TASK BRIEF.
Copy the passage on pitch coordinate data word for word, between "- Missing coordinates." and "np.clip(x[mask], 0, pitch_length)", inclusive.

DOCUMENT PASSAGE.
☆ ☆ ☆

This is particularly relevant when working with tracking data, where the raw coordinates reflect the actual physical position on the pitch and teams switch ends at half-time. Without aligning the direction of play, a team's attacking actions from the first half would appear in the left side of the pitch, while their second-half attacking actions would appear in the right side --- making heat maps, pass maps, and shot maps unreadable.
Common Pitfall: Forgetting to align direction of play is one of the most frequent sources of error in spatial analytics. If your heat map shows a striker spending most of the match in their own half, check the direction-of-play flag before questioning the data.
6.2.8 Handling Edge Cases and Data Quality
Real-world coordinate data is not always clean. Common issues include:
- Coordinates outside the pitch boundary. Events near the touchline or goal line may have coordinates slightly outside [0, L] x [0, W] due to measurement imprecision. Clipping to the valid range is usually appropriate.
- Missing coordinates. Some events (substitutions, cards) may not have meaningful spatial coordinates. These should be filtered before spatial analysis.
- Duplicate events. Some providers may record the same physical event multiple times (e.g., a pass from both the passer's and receiver's perspective). Deduplication is essential.
- Coordinate precision. StatsBomb provides coordinates to one decimal place; Opta provides integers. This affects the effective spatial resolution of your analysis.
def clean_coordinates(
x: np.ndarray,
y: np.ndarray,
pitch_length: float = 105.0,
pitch_width: float = 68.0,
) -> tuple[np.ndarray, np.ndarray]:
"""Clean coordinates by clipping to pitch boundaries and removing NaN values."""
mask = np.isfinite(x) & np.isfinite(y)
x_clean = np.clip(x[mask], 0, pitch_length)
y_clean = np.clip(y[mask], 0, pitch_width)
return x_clean, y_clean
6.3 Zones and Regions of Interest
6.3.1 Why Zones?
Raw $(x, y)$ coordinates are precise but not always interpretable. Coaches and analysts think in terms of regions: "the final third", "the left half-space", "the box". Zoning the pitch bridges the gap between continuous spatial data and the discrete language of tactical analysis.
Zoning also helps with sample size. A single pixel on a heat map may contain only one or two events; grouping into zones aggregates events into bins large enough for meaningful statistics. This is particularly important for metrics like "completion rate in zone X" or "xG per shot from zone Y," which require enough events in each zone to produce stable estimates.

☆ ☆ ☆

DATASET RECORDS.
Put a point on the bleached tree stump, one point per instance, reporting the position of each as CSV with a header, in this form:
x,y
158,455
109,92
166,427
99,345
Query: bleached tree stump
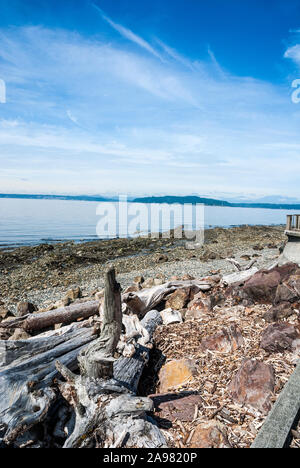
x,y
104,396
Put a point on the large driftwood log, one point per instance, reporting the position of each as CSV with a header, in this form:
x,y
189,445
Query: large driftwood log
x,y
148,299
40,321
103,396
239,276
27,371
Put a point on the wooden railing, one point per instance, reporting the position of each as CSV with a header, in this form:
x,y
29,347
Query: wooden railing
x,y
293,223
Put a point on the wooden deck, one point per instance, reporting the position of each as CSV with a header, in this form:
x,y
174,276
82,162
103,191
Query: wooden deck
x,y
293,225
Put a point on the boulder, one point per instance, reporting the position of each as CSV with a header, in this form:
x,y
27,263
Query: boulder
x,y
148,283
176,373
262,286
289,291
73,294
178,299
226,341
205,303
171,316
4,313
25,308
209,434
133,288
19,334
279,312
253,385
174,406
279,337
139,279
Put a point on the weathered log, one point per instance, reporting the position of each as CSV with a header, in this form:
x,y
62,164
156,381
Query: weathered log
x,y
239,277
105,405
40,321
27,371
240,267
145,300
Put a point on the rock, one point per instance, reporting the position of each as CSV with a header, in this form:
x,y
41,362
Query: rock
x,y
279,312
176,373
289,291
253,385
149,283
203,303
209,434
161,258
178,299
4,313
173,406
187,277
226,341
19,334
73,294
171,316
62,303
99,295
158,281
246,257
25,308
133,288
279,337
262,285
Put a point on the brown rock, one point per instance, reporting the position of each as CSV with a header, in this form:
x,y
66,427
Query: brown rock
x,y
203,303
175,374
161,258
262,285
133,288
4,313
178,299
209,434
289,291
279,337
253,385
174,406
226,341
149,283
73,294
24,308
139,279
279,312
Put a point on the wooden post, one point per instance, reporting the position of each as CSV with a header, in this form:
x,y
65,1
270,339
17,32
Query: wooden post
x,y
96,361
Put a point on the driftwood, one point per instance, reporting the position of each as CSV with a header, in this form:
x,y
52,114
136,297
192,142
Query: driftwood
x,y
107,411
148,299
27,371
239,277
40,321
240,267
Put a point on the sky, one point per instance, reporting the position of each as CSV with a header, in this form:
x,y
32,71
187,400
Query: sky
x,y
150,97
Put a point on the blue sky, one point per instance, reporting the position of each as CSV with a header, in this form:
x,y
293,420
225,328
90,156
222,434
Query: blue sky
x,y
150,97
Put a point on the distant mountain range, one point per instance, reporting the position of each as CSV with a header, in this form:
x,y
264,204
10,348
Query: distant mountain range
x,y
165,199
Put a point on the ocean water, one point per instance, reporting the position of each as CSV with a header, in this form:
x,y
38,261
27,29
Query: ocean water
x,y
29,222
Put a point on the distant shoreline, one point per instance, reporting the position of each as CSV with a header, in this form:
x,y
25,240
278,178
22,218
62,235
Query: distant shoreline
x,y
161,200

☆ ☆ ☆

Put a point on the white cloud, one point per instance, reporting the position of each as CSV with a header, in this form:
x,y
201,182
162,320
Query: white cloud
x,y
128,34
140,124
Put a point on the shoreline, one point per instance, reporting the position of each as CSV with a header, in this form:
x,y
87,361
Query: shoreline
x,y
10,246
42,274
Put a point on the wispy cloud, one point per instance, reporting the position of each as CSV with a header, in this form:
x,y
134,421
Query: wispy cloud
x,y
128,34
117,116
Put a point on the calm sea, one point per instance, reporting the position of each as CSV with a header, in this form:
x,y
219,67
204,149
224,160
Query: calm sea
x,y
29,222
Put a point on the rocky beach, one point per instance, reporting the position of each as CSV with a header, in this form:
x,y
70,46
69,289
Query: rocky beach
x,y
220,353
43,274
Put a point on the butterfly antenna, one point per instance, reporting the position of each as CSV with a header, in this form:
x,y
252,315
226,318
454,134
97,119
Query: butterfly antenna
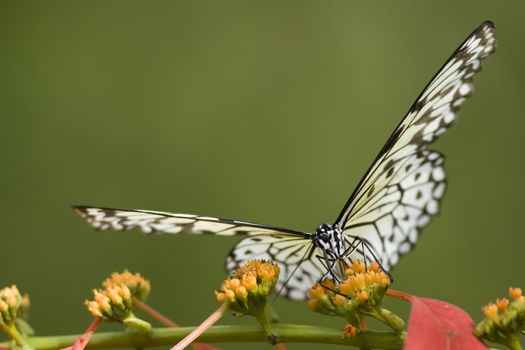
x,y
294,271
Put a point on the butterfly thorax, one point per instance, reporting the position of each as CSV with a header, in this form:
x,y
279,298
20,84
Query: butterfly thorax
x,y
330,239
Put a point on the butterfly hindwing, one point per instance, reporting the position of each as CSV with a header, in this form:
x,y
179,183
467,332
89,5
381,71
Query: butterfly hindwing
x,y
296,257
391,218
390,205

☆ ☆ ☆

YOUR SOLUTION.
- Missing coordinates. Some events (substitutions, cards) may not have meaningful spatial coordinates. These should be filtered before spatial analysis.
- Duplicate events. Some providers may record the same physical event multiple times (e.g., a pass from both the passer's and receiver's perspective). Deduplication is essential.
- Coordinate precision. StatsBomb provides coordinates to one decimal place; Opta provides integers. This affects the effective spatial resolution of your analysis.
def clean_coordinates(
x: np.ndarray,
y: np.ndarray,
pitch_length: float = 105.0,
pitch_width: float = 68.0,
) -> tuple[np.ndarray, np.ndarray]:
"""Clean coordinates by clipping to pitch boundaries and removing NaN values."""
mask = np.isfinite(x) & np.isfinite(y)
x_clean = np.clip(x[mask], 0, pitch_length)